● DATA ENTRIES:

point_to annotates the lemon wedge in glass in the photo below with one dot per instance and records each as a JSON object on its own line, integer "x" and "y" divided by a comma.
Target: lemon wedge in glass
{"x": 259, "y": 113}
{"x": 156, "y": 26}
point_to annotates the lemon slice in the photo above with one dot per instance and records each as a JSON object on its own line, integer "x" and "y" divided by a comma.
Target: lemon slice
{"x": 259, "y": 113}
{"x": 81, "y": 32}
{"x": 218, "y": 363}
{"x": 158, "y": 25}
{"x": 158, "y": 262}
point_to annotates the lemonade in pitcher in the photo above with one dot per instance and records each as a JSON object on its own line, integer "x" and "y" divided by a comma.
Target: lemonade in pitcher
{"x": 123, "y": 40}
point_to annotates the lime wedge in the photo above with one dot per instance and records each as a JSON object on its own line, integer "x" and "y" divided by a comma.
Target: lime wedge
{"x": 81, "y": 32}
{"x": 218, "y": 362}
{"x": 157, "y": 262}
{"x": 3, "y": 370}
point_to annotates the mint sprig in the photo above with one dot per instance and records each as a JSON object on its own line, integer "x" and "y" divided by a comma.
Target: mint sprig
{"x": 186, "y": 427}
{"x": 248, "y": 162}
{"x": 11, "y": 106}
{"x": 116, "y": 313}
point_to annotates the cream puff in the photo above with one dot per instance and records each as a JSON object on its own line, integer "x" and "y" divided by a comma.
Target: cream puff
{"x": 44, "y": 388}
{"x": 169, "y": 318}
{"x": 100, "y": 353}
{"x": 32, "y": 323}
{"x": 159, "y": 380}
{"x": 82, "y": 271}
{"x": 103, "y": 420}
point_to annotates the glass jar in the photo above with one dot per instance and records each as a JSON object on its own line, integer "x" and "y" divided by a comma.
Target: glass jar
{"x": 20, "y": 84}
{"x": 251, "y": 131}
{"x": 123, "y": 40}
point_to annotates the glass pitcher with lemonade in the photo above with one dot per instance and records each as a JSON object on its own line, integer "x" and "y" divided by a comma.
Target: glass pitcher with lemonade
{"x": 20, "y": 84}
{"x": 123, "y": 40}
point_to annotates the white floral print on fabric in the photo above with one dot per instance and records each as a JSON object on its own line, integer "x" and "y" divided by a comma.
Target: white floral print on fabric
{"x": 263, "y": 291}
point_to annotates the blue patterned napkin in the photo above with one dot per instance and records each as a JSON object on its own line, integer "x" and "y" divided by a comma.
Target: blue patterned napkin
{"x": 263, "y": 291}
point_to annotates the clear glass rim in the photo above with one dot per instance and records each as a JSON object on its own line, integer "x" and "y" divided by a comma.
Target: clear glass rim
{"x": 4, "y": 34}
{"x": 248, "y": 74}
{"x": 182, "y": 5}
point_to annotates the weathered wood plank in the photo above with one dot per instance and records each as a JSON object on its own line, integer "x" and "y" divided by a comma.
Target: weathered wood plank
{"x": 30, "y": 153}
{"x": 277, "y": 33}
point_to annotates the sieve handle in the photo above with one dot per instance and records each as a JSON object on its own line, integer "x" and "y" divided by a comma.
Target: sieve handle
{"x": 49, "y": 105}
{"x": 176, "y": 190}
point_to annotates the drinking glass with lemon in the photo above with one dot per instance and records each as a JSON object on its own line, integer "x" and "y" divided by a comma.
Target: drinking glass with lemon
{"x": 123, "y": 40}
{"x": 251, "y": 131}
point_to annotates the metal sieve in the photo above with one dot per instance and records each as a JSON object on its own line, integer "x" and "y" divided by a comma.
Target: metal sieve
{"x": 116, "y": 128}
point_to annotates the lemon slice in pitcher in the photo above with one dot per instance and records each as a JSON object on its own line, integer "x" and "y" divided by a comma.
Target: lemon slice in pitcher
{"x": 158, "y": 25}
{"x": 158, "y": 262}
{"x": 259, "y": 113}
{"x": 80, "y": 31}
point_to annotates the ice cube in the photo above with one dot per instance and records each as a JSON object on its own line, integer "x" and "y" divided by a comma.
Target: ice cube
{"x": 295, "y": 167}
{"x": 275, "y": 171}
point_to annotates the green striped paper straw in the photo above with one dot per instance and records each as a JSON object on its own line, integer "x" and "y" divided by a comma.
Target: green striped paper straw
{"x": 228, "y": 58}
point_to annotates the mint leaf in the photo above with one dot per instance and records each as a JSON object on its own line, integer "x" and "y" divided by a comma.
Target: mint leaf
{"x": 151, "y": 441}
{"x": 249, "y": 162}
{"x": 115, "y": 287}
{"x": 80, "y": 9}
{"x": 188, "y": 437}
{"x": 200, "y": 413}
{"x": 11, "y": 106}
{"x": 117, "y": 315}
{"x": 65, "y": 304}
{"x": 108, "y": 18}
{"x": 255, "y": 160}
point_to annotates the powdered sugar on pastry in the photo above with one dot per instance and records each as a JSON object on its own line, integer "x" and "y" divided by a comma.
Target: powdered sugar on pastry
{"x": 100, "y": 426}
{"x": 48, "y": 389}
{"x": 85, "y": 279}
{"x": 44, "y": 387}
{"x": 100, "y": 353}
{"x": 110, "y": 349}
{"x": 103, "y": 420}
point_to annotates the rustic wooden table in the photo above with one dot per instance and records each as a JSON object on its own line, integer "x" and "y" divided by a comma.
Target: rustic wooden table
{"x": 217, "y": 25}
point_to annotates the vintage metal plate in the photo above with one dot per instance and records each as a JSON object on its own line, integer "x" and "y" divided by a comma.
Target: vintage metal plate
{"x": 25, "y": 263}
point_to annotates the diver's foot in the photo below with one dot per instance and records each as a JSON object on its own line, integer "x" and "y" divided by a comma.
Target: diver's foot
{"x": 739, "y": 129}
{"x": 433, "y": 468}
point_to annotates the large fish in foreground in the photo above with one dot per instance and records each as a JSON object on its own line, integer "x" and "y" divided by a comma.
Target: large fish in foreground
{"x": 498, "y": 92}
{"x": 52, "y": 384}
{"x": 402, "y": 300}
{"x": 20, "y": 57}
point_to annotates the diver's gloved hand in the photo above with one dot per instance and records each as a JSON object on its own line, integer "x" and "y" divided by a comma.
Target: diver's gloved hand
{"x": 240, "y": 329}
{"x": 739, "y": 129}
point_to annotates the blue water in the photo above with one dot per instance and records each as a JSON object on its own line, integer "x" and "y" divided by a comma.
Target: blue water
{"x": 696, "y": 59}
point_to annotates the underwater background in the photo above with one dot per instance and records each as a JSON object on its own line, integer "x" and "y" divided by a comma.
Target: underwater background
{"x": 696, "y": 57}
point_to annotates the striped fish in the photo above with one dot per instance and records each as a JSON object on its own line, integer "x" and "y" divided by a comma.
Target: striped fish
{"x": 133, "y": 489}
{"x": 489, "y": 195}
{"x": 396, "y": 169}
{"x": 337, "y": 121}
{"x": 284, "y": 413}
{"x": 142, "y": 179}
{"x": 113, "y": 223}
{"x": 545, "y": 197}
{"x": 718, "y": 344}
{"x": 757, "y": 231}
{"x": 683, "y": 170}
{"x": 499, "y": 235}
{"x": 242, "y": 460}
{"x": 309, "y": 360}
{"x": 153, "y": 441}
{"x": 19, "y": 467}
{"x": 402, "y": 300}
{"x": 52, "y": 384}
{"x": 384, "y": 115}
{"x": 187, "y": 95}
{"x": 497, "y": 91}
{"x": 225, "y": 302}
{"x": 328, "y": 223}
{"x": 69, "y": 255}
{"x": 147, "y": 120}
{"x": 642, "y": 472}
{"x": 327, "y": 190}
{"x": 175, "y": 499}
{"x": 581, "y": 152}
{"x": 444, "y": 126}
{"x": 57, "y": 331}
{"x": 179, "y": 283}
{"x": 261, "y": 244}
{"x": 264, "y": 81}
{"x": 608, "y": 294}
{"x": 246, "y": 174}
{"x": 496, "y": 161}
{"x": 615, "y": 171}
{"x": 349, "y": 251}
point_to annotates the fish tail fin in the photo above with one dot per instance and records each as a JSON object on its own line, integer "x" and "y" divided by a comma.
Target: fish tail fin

● EXERCISE REQUIREMENTS:
The answer consists only of the lines from the one containing "point_to annotates the fish" to the end of the records, each written out exactly.

● RESULT:
point_to annotates the fish tail fin in the photo above with one dot per instance and records each as a JSON object on its own line, integer "x" and "y" divided by a comma.
Target: fish tail fin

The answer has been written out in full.